Reproduce the welcome address below word for word, from its opening salutation to its final sentence.

Passage shown:
───

Monsieur le Président de la République Française,

Sehr geehrte Frau Bundeskanzlerin,

I extend a warm welcome to you both. This is an historic moment: the President of France and the Chancellor of Germany, here in the European Parliament - the home of European democracy - in Strasbourg - the symbol of Franco-German reconciliation - speaking today, together, about the future of Europe.

For centuries, Germany and France were arch-enemies - trapped in a vicious circle of war, defeat, humiliation and revenge. Millions more had to die, with Europe destroyed, before there was reconciliation between the two states - thanks to the courage of Charles de Gaulle and Konrad Adenauer. That was one more historic step on the road to peace in Europe.

Without reconciliation between France and Germany, the European unification process would never have been able to develop as it has. But, by the same token, without European unification, Franco-German friendship of the closeness we see today would certainly have been unthinkable. Through school exchanges and town twinning schemes, millions of people have found new friends and somewhere else they can call home.

───

Recorded information:
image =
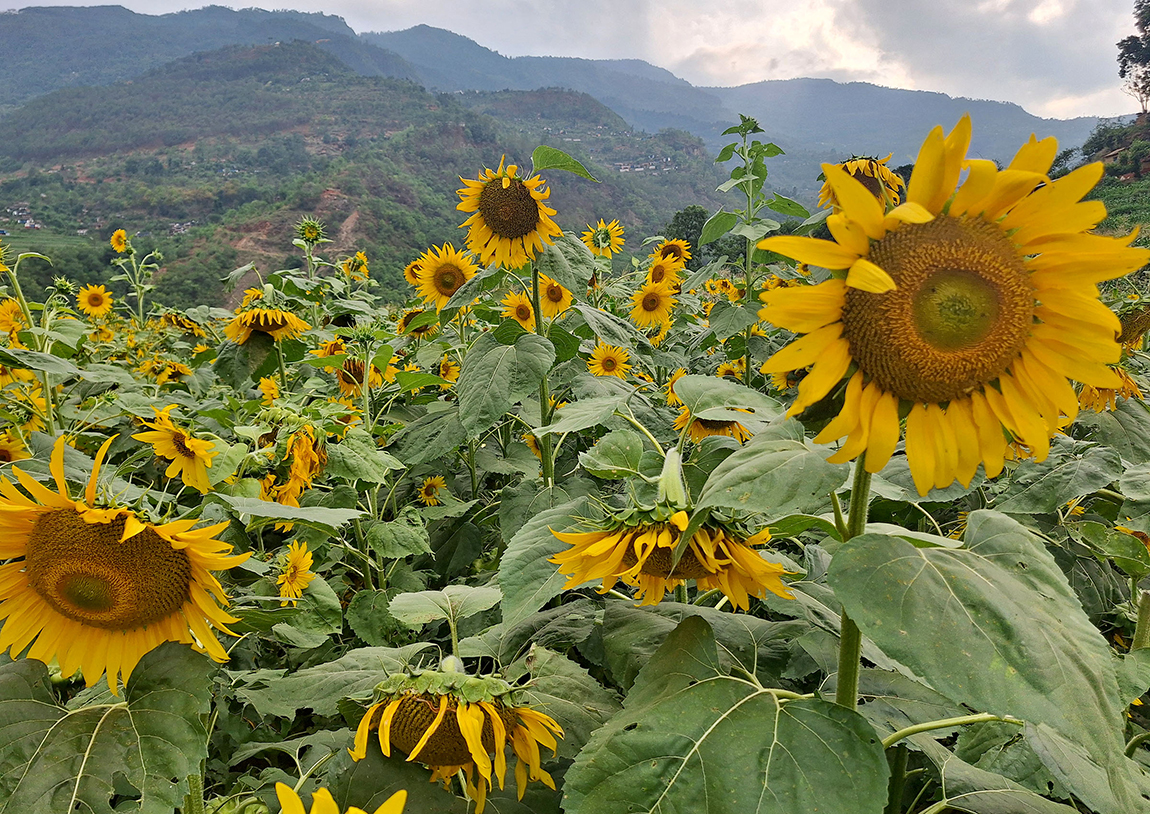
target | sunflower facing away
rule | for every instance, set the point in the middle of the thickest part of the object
(608, 360)
(442, 271)
(518, 307)
(94, 300)
(96, 588)
(718, 557)
(604, 238)
(510, 221)
(190, 457)
(427, 717)
(323, 803)
(968, 308)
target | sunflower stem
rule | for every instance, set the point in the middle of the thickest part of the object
(850, 643)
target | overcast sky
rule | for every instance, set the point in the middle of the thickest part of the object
(1055, 58)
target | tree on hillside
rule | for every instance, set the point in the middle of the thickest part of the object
(1134, 56)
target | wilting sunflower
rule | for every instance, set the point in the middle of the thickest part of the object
(429, 490)
(190, 457)
(323, 803)
(430, 719)
(97, 588)
(652, 304)
(120, 240)
(442, 271)
(697, 429)
(94, 300)
(553, 298)
(971, 308)
(675, 251)
(296, 573)
(718, 557)
(278, 324)
(510, 221)
(608, 360)
(518, 307)
(604, 238)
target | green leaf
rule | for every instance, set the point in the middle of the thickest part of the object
(320, 688)
(549, 158)
(998, 601)
(495, 377)
(615, 455)
(452, 603)
(143, 745)
(717, 225)
(357, 458)
(672, 747)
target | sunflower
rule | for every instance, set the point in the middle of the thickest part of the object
(278, 324)
(873, 174)
(453, 722)
(296, 573)
(968, 309)
(323, 803)
(98, 588)
(553, 298)
(518, 307)
(190, 457)
(429, 490)
(698, 429)
(652, 304)
(510, 221)
(94, 300)
(675, 251)
(718, 557)
(608, 360)
(443, 270)
(604, 238)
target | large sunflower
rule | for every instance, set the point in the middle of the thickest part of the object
(510, 221)
(604, 238)
(718, 557)
(971, 309)
(652, 304)
(190, 457)
(96, 589)
(442, 271)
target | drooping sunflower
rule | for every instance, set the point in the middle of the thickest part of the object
(278, 324)
(442, 271)
(652, 304)
(323, 803)
(553, 298)
(697, 429)
(296, 573)
(518, 307)
(718, 557)
(429, 490)
(873, 174)
(608, 360)
(190, 457)
(510, 221)
(94, 300)
(971, 308)
(604, 239)
(97, 588)
(428, 716)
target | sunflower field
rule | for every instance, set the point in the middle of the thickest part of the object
(853, 522)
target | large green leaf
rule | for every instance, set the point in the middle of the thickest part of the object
(496, 376)
(692, 738)
(994, 626)
(144, 745)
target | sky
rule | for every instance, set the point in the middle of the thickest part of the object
(1055, 58)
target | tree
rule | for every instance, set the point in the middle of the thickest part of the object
(1134, 56)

───

Full output:
Monsieur le Président de la République Française,

Sehr geehrte Frau Bundeskanzlerin,

I extend a warm welcome to you both. This is an historic moment: the President of France and the Chancellor of Germany, here in the European Parliament - the home of European democracy - in Strasbourg - the symbol of Franco-German reconciliation - speaking today, together, about the future of Europe.

For centuries, Germany and France were arch-enemies - trapped in a vicious circle of war, defeat, humiliation and revenge. Millions more had to die, with Europe destroyed, before there was reconciliation between the two states - thanks to the courage of Charles de Gaulle and Konrad Adenauer. That was one more historic step on the road to peace in Europe.

Without reconciliation between France and Germany, the European unification process would never have been able to develop as it has. But, by the same token, without European unification, Franco-German friendship of the closeness we see today would certainly have been unthinkable. Through school exchanges and town twinning schemes, millions of people have found new friends and somewhere else they can call home.